THE TASK
Output the data below exactly. Leave nothing out.

Region pointing data
▶
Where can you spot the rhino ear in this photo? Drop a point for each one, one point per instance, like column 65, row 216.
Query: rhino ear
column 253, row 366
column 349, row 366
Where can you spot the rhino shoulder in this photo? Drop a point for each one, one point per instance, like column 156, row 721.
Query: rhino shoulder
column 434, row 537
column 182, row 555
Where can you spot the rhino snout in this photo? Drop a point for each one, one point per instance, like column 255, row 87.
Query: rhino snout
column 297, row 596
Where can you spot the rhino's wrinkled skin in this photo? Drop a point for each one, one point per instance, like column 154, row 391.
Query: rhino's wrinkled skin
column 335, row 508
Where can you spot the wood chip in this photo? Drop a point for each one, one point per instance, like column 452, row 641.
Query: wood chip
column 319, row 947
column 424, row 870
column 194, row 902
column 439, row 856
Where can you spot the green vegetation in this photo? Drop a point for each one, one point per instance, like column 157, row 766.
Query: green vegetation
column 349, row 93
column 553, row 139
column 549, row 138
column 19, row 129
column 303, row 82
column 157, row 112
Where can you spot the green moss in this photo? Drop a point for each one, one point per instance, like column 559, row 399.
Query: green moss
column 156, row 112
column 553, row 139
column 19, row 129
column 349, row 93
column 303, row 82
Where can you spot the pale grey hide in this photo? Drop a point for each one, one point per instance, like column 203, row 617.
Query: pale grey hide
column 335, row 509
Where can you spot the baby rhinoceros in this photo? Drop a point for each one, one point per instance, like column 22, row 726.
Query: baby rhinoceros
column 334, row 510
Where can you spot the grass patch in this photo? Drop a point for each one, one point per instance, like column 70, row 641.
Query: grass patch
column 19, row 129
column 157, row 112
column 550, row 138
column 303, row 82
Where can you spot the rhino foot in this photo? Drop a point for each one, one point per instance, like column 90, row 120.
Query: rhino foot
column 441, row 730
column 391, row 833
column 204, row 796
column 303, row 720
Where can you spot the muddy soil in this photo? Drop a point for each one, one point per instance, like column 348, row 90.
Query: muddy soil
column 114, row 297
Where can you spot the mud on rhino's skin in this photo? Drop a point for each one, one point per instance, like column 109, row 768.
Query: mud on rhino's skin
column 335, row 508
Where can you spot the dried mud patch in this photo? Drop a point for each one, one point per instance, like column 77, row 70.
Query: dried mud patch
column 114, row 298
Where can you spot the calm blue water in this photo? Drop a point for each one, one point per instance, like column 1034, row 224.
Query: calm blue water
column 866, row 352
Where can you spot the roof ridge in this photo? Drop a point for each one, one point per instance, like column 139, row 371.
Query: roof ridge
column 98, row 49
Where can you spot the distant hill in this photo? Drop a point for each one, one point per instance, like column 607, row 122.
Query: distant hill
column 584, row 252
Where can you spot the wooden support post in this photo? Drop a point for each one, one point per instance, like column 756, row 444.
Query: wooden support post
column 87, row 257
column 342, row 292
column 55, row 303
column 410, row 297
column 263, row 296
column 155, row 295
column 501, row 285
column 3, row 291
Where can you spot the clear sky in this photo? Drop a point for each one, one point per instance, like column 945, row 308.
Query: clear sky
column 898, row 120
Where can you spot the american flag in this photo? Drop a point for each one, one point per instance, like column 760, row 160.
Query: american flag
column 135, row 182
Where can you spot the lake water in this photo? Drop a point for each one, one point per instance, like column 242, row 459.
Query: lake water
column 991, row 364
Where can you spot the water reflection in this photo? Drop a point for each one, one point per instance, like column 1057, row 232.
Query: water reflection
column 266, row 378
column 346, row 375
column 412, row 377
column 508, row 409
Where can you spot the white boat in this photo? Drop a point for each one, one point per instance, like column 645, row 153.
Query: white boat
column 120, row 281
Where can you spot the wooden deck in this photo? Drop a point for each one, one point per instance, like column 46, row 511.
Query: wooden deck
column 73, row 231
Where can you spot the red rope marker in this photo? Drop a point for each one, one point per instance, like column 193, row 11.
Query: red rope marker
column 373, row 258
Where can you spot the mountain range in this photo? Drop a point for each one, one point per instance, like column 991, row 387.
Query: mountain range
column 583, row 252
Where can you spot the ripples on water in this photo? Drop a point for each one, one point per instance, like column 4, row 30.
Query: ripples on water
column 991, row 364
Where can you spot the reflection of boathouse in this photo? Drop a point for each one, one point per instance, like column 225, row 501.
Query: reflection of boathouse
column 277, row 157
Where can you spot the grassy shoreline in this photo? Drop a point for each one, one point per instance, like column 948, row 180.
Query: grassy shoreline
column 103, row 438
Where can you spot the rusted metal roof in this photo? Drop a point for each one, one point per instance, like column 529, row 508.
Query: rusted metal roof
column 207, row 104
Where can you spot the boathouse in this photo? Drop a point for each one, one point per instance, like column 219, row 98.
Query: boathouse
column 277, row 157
◀
SOLUTION FOR THIS EXERCISE
Where can you spot the rhino ear in this photo? Drop a point for each one, one point per instance, like column 65, row 216.
Query: rhino ear
column 253, row 366
column 349, row 366
Where can you spot the rhino shoulder in this photo? Drop a point for each one, one point per instance, like column 156, row 721.
Query: rhino shoulder
column 434, row 537
column 182, row 555
Where can you spot the rhino snout in this photo? Drop a point for each one, one point per instance, like column 255, row 87.
Query: rhino snout
column 297, row 596
Where can you spot the rhino's wrinkled skin in this photo? Drop a point for each one, one point per instance, like column 154, row 391.
Query: rhino's wrinkled skin
column 335, row 508
Where can you spot the wood chip in this photo? Drop a point for each one, one point per instance, like column 452, row 641.
Query: wood chip
column 319, row 947
column 424, row 870
column 194, row 902
column 439, row 856
Where can you spot the green vegetation in this photo? Drop a point for each one, one point per instance, like column 157, row 766.
Query: green vegetation
column 349, row 93
column 553, row 139
column 549, row 138
column 19, row 129
column 303, row 82
column 157, row 112
Where can you spot the green moss in this photo? Drop a point for each one, one point per instance, like column 559, row 399.
Query: green moss
column 156, row 112
column 553, row 139
column 19, row 129
column 349, row 93
column 303, row 82
Where can you spot the pale grey hide in this photo? Drop a point for each one, one point per instance, like column 203, row 617.
Query: pale grey hide
column 335, row 509
Where can you spot the baby rhinoceros in this photo? Drop a point for each one, one point per instance, like column 22, row 726.
Query: baby rhinoceros
column 334, row 510
Where can you spot the grass patch in this photo? Drop a point for each one, one point per instance, like column 70, row 641.
Query: grass patch
column 19, row 129
column 157, row 112
column 550, row 138
column 303, row 82
Where can you spot the rhino foot in this photo? Drop a point for each one, one point per instance, like column 90, row 120.
Query: rhino foot
column 441, row 730
column 391, row 833
column 204, row 796
column 303, row 720
Where can you spot the muddy soil in this photo? Drop a point for each one, one point per instance, like column 348, row 90.
Query: muddy soil
column 114, row 297
Where can you spot the mud on rhino's skin in this photo? Drop a point for each one, one point per instance, like column 109, row 768.
Query: mud on rhino's skin
column 335, row 508
Where can you spot the dried mud patch in this photo? Drop a point for each one, one point per instance, like column 77, row 70.
Query: dried mud patch
column 114, row 298
Where can you spot the calm blue water in this photo? Drop a point for each one, one point per instance, like column 1034, row 224.
Query: calm blue water
column 866, row 352
Where can you spot the roof ridge in this photo? Drop a point for each one, one point per instance, like column 139, row 371.
Query: roof ridge
column 98, row 49
Where can you spot the distant hill in this photo? Drop a point for each one, one point per instance, like column 607, row 122.
Query: distant hill
column 584, row 252
Where can you spot the wooden support post in this photo? Drop a point for each one, one point per instance, like column 756, row 444.
Query: wooden support post
column 87, row 257
column 342, row 292
column 55, row 303
column 410, row 297
column 263, row 296
column 155, row 295
column 501, row 285
column 3, row 291
Where can you spot the clear sky in this photo? Drop a point for each one, one point per instance, like column 945, row 308.
Query: clear sky
column 898, row 120
Where can you spot the american flag in this photo? Drop a point for each one, one point per instance, like column 760, row 160.
Query: american flag
column 135, row 182
Where can you spot the lake water in this photo? Drop a point for each one, one point per instance, like column 242, row 459.
Query: lake water
column 991, row 364
Where can you spot the water reflection in this photo? Drop a point for each one, one point per instance, like column 1057, row 232.
Query: water reflection
column 266, row 378
column 346, row 375
column 412, row 377
column 508, row 409
Where can you spot the white boat in this photo? Drop a point for each one, one point per instance, like column 645, row 153.
Query: white boat
column 120, row 281
Where can you spot the wooden deck in this photo? Drop a point for each one, one point per instance, like column 46, row 511.
Query: wooden deck
column 73, row 231
Where can you spot the red rope marker in this photo? Drop a point for each one, one point per instance, like column 193, row 11.
Query: red rope marker
column 373, row 258
Where can you spot the mountain range in this photo? Drop a point for each one, one point per instance, like column 991, row 387.
Query: mountain range
column 583, row 252
Where can you spot the ripples on water in this photo? Drop a point for each one, one point per instance, like column 4, row 30.
Query: ripples on water
column 991, row 364
Where can you spot the reflection of boathouse in this photo? Drop a point for each one, one point per instance, like column 225, row 501.
Query: reflection of boathouse
column 277, row 157
Where can you spot the grassy shoreline in this photo? Drop a point for each one, one point per instance, like column 948, row 180.
Query: grassy shoreline
column 103, row 438
Where can you spot the rusted metal roof in this photo? Drop a point for each one, one point per instance, like column 529, row 508.
Query: rusted metal roof
column 207, row 104
Where can you spot the boathouse in this photo? Drop a point for each one, one point per instance, like column 219, row 98.
Query: boathouse
column 277, row 157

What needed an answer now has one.